## begin Source extract

In recent years Norway and its border buddies Sweden and Finland sure have made moody, atmospheric horror movies a top popcult export — Villmark (2003), Cold Prey (2006), Frostbitten (2006), Let the Right One In (2008), Dead Snow (2009), Hidden (2009), Rare Exports: A Christmas Tale (2010).... Hey, it's only natural from the moody, atmospheric land that gave us Beowulf, lutefisk, and Renee Zellweger.

Norway's entry in the "found footage" subgenre, Troll Hunter continues the trend with a Cloverfield-scale monster flick pitting flesh-eating behemoths against puny humans with night-vision cameras and modern weapons, plus a hush-hush secret government agency trying to keep the lid on the monsters' very existence.

What makes Troll Hunter stand out, though, is the welcome addition of a wry comic edge that makes the whole thing more at home under the Horror-Comedy label than Horror-Thriller.

Then Ole says to Sven, "Oh, I thought you said toll bridge."
What makes the formula work is director André Øvredal's straight-faced mockumentary style applied to a tongue-in-cheek premise: the trolls of fairy-tale lore, of the Brothers Grimm and Hans Christian Andersen and Brian Froud illustrations, not only exist; lately they're breaking out of "their territory" to dine on livestock and the occasional unlucky tourist.

## end Source extract
## begin Material shown

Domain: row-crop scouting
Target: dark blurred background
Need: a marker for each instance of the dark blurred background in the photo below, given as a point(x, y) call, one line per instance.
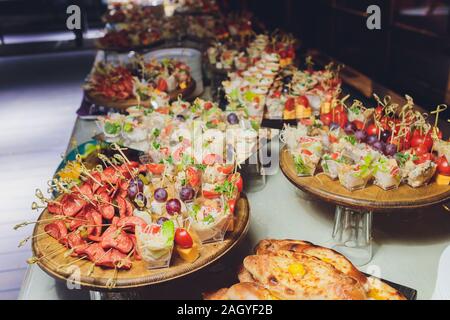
point(410, 54)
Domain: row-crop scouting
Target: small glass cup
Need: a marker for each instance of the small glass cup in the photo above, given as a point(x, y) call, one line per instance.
point(215, 233)
point(352, 234)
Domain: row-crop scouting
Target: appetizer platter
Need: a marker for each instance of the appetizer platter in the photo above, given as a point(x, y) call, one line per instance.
point(138, 82)
point(239, 54)
point(118, 223)
point(338, 155)
point(367, 160)
point(300, 270)
point(184, 132)
point(296, 94)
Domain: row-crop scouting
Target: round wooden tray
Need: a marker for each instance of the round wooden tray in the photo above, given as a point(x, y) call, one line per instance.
point(370, 198)
point(138, 275)
point(125, 104)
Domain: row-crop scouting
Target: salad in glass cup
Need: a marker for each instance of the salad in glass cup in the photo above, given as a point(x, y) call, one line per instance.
point(209, 219)
point(387, 173)
point(356, 176)
point(155, 244)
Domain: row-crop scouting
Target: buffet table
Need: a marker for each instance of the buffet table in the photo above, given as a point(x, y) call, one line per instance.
point(279, 210)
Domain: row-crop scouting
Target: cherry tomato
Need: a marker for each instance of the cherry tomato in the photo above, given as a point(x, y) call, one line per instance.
point(341, 119)
point(226, 169)
point(379, 110)
point(424, 157)
point(443, 166)
point(154, 229)
point(372, 129)
point(338, 109)
point(302, 100)
point(207, 105)
point(210, 194)
point(155, 168)
point(290, 104)
point(417, 140)
point(326, 118)
point(428, 141)
point(231, 204)
point(193, 176)
point(238, 182)
point(183, 238)
point(420, 150)
point(359, 124)
point(162, 85)
point(211, 159)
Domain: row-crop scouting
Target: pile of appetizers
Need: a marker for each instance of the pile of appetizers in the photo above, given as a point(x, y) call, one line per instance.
point(388, 144)
point(296, 93)
point(122, 211)
point(182, 132)
point(139, 79)
point(238, 54)
point(300, 270)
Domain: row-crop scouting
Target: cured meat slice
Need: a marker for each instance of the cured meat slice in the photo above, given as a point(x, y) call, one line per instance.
point(107, 211)
point(136, 254)
point(130, 208)
point(54, 207)
point(57, 230)
point(71, 205)
point(121, 203)
point(114, 258)
point(94, 252)
point(76, 242)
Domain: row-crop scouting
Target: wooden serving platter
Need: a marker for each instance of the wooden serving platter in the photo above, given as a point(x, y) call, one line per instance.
point(138, 275)
point(370, 198)
point(125, 104)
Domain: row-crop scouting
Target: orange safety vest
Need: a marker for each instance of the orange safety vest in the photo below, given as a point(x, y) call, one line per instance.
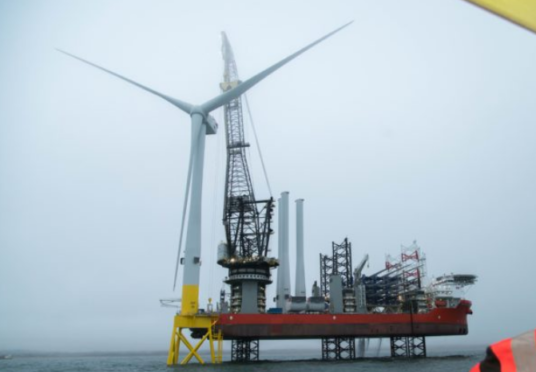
point(517, 354)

## end Material shown

:: Problems to solve ::
A. Answer these questions from the Troll Hunter review.
(i) Which country's entry in the "found footage" subgenre is Troll Hunter?
(ii) Who directed the film?
(iii) Under which label does the review say the film is more at home?
B. Copy out the part of the Troll Hunter review that starts with the words "In recent years" and stops after the words "monsters' very existence.".

:: Solutions below ::
A.
(i) Norway
(ii) André Øvredal
(iii) Horror-Comedy

B.
In recent years Norway and its border buddies Sweden and Finland sure have made moody, atmospheric horror movies a top popcult export — Villmark (2003), Cold Prey (2006), Frostbitten (2006), Let the Right One In (2008), Dead Snow (2009), Hidden (2009), Rare Exports: A Christmas Tale (2010).... Hey, it's only natural from the moody, atmospheric land that gave us Beowulf, lutefisk, and Renee Zellweger.

Norway's entry in the "found footage" subgenre, Troll Hunter continues the trend with a Cloverfield-scale monster flick pitting flesh-eating behemoths against puny humans with night-vision cameras and modern weapons, plus a hush-hush secret government agency trying to keep the lid on the monsters' very existence.